BEGIN Dataset records

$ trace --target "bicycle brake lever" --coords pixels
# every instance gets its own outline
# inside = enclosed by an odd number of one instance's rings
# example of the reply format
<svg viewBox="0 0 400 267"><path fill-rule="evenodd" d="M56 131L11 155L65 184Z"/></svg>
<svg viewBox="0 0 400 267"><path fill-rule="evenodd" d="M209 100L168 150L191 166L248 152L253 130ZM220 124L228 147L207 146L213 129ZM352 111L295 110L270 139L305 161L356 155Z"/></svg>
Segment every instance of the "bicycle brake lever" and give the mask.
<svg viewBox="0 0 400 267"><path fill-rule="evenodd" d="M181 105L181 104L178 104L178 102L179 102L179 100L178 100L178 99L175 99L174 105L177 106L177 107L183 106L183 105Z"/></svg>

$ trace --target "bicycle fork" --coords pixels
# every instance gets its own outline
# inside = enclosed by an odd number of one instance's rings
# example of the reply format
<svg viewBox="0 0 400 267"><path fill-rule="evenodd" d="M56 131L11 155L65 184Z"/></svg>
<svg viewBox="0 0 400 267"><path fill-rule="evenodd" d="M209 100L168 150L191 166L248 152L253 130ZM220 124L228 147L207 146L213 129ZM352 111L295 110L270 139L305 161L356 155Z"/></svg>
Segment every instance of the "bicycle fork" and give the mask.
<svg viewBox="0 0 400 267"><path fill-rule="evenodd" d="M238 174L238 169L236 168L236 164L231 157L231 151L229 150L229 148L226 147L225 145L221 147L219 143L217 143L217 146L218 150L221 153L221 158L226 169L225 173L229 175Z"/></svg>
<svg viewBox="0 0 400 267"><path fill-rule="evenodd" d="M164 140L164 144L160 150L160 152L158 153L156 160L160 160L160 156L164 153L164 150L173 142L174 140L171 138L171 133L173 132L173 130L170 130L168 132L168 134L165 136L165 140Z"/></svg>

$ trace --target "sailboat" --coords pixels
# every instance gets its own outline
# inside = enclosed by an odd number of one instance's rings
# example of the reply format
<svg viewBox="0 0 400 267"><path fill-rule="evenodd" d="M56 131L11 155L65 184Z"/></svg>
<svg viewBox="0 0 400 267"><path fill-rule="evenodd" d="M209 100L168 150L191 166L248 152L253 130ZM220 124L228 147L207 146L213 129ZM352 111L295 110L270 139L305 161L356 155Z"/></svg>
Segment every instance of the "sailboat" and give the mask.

END Dataset records

Your instructions » Retype each record. Keep every character as it is.

Task response »
$ trace --target "bicycle brake lever" --coords pixels
# every instance gets its own outline
# inside = enclosed by an odd number of one instance's rings
# example of the reply format
<svg viewBox="0 0 400 267"><path fill-rule="evenodd" d="M56 131L11 155L65 184Z"/></svg>
<svg viewBox="0 0 400 267"><path fill-rule="evenodd" d="M209 100L168 150L191 166L248 152L253 130ZM220 124L228 147L207 146L213 129ZM352 111L295 110L270 139L305 161L356 155Z"/></svg>
Segment every instance of the "bicycle brake lever" and give the mask.
<svg viewBox="0 0 400 267"><path fill-rule="evenodd" d="M181 105L181 104L178 104L178 102L179 102L179 100L178 100L178 99L175 99L174 105L177 106L177 107L183 106L183 105Z"/></svg>

$ trace --target "bicycle fork" --coords pixels
# every instance gets its own outline
# inside = enclosed by an odd number of one instance's rings
# example of the reply format
<svg viewBox="0 0 400 267"><path fill-rule="evenodd" d="M56 131L11 155L65 184Z"/></svg>
<svg viewBox="0 0 400 267"><path fill-rule="evenodd" d="M209 100L168 150L191 166L248 152L253 130ZM220 124L228 147L207 146L213 129ZM352 111L295 110L270 139L305 161L356 155Z"/></svg>
Segment every instance of the "bicycle fork" and give the mask.
<svg viewBox="0 0 400 267"><path fill-rule="evenodd" d="M238 174L238 169L236 168L236 164L231 157L231 151L229 150L229 148L226 147L225 145L221 147L219 143L217 143L217 146L218 150L221 153L221 158L226 169L225 173L229 175Z"/></svg>
<svg viewBox="0 0 400 267"><path fill-rule="evenodd" d="M164 140L164 144L160 150L160 152L158 153L156 160L160 160L160 156L164 153L164 150L173 142L174 140L171 138L171 133L173 132L173 130L170 130L168 132L168 134L165 136L165 140Z"/></svg>

$ trace --target "sailboat" --coords pixels
# every instance gets its own outline
# inside = enclosed by an odd number of one instance's rings
# example of the reply format
<svg viewBox="0 0 400 267"><path fill-rule="evenodd" d="M56 131L11 155L65 184Z"/></svg>
<svg viewBox="0 0 400 267"><path fill-rule="evenodd" d="M209 100L168 150L191 166L248 152L253 130ZM220 124L228 147L207 146L213 129ZM352 111L295 110L270 139L305 161L356 155Z"/></svg>
Segment every instance of the "sailboat" and give the mask.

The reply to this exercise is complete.